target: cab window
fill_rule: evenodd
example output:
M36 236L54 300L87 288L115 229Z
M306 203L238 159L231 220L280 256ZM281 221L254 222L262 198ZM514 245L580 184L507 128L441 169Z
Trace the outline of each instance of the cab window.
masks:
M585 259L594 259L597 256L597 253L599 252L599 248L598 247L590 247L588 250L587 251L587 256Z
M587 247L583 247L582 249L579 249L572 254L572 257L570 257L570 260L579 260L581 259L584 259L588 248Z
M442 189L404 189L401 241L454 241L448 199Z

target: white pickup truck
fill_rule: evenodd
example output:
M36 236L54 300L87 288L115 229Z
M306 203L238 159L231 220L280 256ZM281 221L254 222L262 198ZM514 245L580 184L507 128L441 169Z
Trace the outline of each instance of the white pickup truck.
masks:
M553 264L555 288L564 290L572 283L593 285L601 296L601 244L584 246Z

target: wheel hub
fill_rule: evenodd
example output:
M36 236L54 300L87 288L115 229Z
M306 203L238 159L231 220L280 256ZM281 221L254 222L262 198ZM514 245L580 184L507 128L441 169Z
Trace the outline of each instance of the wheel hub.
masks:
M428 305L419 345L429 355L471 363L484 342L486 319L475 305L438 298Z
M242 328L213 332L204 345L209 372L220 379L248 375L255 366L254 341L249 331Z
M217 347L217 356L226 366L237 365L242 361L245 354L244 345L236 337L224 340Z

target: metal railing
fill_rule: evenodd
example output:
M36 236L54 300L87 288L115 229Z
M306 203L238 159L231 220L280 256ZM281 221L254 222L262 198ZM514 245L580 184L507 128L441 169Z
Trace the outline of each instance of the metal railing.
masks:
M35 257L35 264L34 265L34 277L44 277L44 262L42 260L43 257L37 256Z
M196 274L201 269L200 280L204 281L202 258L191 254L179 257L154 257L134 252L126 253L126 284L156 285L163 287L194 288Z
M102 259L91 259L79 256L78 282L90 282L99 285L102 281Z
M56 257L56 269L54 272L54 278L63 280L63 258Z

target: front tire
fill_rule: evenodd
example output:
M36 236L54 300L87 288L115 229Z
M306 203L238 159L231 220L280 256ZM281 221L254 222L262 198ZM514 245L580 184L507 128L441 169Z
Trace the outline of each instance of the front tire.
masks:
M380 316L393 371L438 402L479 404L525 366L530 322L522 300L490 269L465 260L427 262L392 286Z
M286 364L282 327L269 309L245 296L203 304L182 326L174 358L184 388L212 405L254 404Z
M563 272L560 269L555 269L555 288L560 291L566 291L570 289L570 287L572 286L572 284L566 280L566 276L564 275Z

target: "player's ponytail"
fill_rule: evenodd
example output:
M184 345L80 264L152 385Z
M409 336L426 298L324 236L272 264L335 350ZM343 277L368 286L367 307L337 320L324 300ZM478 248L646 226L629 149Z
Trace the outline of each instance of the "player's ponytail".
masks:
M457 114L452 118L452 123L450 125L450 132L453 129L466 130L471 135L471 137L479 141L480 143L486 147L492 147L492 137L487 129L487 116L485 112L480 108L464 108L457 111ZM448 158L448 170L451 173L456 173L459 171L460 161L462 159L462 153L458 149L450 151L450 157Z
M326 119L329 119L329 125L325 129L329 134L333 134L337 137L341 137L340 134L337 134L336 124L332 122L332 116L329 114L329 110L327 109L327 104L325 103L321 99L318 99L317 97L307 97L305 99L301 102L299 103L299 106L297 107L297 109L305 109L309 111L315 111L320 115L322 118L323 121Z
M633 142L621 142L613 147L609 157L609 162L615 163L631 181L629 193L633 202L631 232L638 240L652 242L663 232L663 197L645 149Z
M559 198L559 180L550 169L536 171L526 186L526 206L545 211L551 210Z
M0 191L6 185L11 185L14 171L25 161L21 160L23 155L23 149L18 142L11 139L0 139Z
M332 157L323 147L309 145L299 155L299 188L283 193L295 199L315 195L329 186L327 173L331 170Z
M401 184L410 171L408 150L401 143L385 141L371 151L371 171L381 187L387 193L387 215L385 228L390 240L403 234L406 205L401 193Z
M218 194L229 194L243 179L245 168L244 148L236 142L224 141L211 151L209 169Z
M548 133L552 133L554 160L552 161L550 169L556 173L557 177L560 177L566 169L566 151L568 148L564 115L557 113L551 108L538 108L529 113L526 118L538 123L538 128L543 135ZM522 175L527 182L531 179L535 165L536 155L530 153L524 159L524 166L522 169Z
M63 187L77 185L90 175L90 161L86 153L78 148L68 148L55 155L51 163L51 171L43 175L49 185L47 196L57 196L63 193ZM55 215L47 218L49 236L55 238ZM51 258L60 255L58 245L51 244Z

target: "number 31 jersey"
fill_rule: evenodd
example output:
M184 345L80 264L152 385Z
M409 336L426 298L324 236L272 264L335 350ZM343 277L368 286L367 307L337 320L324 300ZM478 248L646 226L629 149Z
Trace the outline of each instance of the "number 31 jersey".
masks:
* * *
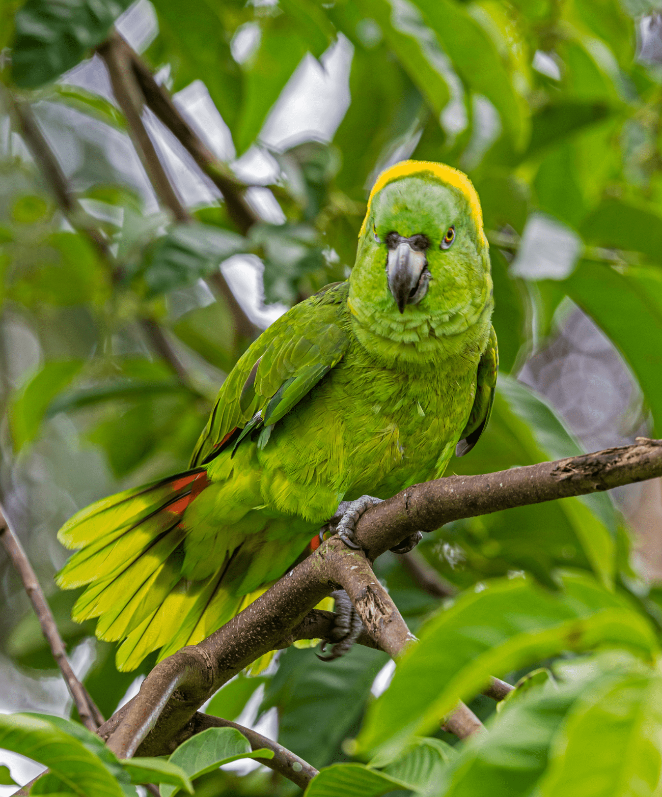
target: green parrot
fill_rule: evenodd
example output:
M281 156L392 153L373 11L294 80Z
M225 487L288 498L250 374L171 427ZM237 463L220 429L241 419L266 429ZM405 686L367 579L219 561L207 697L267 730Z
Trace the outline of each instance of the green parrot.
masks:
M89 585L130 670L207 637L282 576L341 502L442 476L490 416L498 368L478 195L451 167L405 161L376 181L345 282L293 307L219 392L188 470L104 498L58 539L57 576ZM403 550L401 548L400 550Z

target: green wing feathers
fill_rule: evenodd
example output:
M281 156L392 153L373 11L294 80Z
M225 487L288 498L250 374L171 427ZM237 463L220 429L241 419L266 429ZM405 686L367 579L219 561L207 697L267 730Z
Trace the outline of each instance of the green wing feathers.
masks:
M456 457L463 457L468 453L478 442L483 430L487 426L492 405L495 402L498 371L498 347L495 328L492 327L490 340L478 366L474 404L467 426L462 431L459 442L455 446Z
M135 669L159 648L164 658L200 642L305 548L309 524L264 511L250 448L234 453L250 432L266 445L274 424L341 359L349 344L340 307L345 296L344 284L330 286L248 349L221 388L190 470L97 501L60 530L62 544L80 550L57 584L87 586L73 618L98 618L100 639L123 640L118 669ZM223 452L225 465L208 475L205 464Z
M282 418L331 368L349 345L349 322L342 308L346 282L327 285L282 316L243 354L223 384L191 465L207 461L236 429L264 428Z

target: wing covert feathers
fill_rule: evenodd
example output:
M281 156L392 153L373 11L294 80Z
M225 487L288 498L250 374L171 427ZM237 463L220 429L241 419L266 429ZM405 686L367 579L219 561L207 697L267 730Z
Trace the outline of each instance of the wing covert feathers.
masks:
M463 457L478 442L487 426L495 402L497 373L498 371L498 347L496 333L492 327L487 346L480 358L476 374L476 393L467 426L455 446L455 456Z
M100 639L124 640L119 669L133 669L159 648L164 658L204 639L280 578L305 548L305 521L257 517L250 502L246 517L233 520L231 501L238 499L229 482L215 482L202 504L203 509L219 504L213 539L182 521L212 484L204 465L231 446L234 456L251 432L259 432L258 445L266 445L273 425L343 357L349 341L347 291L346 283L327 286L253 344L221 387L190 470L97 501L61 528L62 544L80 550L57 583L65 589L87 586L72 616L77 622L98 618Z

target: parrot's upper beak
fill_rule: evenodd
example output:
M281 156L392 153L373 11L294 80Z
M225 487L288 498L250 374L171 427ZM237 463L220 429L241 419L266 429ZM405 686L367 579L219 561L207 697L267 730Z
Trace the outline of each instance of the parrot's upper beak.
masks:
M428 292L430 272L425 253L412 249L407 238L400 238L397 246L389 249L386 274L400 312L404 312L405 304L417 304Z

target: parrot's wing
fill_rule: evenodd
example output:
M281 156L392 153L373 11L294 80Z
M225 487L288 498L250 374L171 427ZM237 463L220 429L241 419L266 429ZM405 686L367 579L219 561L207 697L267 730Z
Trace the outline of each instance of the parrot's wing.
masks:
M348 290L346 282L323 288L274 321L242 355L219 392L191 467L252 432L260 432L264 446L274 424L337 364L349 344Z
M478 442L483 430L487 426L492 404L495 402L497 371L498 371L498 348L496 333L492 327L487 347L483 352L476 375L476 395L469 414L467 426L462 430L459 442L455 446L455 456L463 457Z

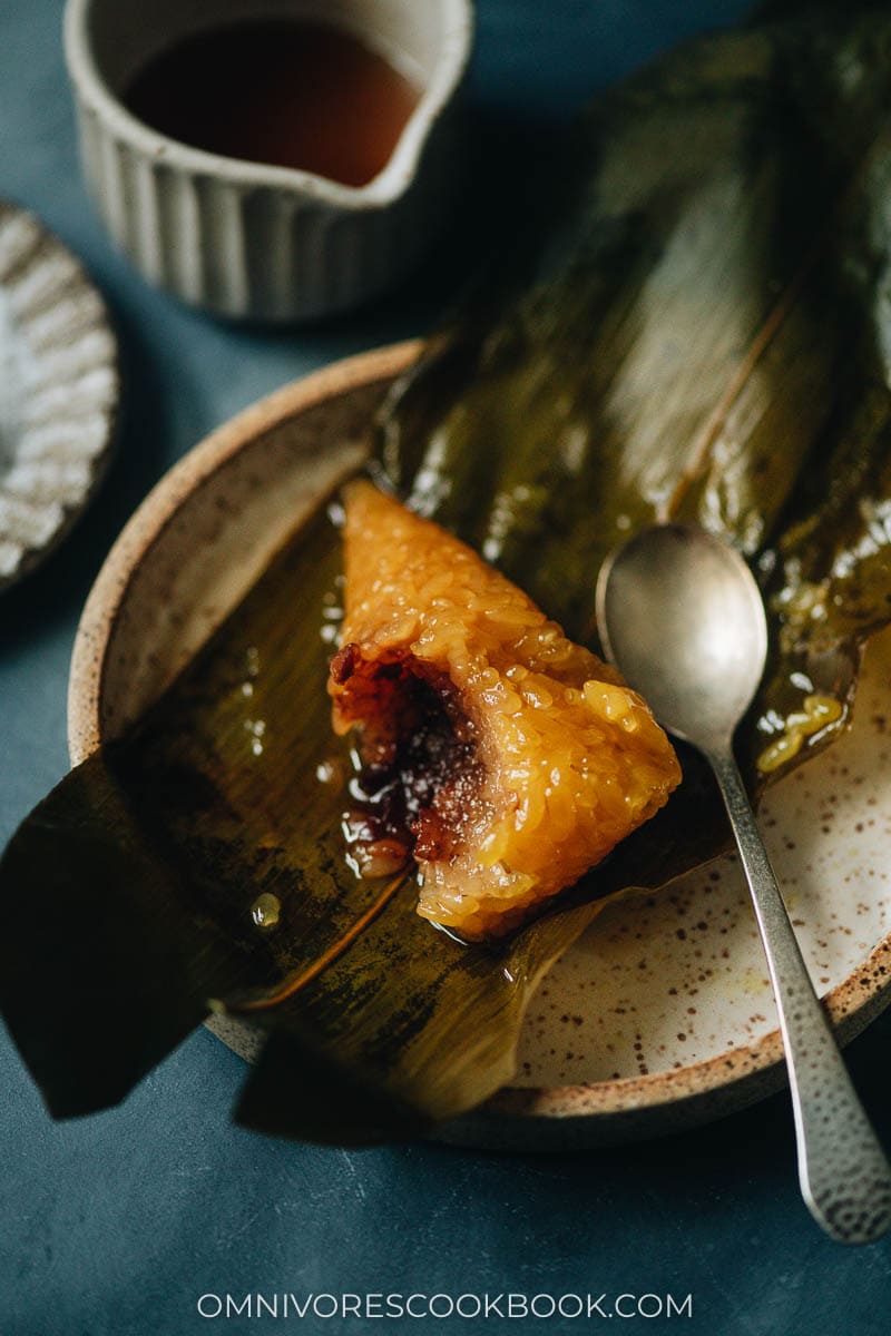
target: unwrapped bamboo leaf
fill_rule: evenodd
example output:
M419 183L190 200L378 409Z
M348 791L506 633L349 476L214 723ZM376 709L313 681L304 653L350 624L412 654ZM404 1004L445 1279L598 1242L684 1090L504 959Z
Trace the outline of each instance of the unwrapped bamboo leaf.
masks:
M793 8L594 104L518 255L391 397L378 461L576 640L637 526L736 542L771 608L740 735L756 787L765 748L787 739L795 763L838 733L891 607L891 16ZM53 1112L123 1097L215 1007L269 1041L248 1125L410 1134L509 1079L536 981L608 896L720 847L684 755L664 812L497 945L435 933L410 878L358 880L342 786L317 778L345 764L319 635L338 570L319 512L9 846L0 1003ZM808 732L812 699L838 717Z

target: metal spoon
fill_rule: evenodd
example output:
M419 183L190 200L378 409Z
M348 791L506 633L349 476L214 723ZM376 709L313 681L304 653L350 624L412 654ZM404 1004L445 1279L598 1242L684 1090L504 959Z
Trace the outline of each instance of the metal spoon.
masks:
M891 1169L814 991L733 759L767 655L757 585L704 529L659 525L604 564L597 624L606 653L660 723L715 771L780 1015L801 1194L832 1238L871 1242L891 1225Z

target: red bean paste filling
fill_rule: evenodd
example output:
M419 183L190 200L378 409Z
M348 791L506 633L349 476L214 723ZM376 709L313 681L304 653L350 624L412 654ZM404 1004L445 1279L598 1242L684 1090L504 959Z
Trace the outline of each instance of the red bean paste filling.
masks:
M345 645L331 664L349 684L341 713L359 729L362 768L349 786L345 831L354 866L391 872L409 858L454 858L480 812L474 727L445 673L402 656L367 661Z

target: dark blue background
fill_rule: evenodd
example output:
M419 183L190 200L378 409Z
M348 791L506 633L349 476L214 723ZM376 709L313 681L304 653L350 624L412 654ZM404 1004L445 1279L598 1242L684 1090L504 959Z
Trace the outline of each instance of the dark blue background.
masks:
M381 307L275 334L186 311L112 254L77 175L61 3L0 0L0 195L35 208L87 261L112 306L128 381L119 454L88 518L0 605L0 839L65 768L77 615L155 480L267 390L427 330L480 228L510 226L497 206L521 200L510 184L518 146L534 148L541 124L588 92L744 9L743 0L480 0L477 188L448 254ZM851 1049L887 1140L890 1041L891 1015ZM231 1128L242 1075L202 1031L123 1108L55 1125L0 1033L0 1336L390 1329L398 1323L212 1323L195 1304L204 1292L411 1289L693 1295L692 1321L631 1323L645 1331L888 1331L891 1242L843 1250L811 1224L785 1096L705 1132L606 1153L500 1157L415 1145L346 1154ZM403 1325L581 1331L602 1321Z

▶ Your instructions:
Put the rows from the line with "target: wheel hub" up to and including the line with "M217 347L217 356L226" into a JSON list of strings. Give one string per line and leave out blank lines.

▶ Exercise response:
[
  "target: wheel hub",
  "fill_rule: evenodd",
  "example output:",
  "M36 236L54 300L87 288L115 229Z",
  "M306 203L238 159L231 220L280 256ZM281 221L254 222L262 198ZM514 245L580 184L507 128L441 169Z",
  "Trace the outline of each instance of the wheel hub.",
  "masks:",
  "M428 305L419 345L429 355L471 363L484 342L486 319L475 305L438 298Z",
  "M242 328L213 332L204 345L209 372L220 379L248 375L255 366L254 341L249 331Z",
  "M217 347L217 356L226 366L237 365L242 361L245 354L244 345L236 337L224 340Z"
]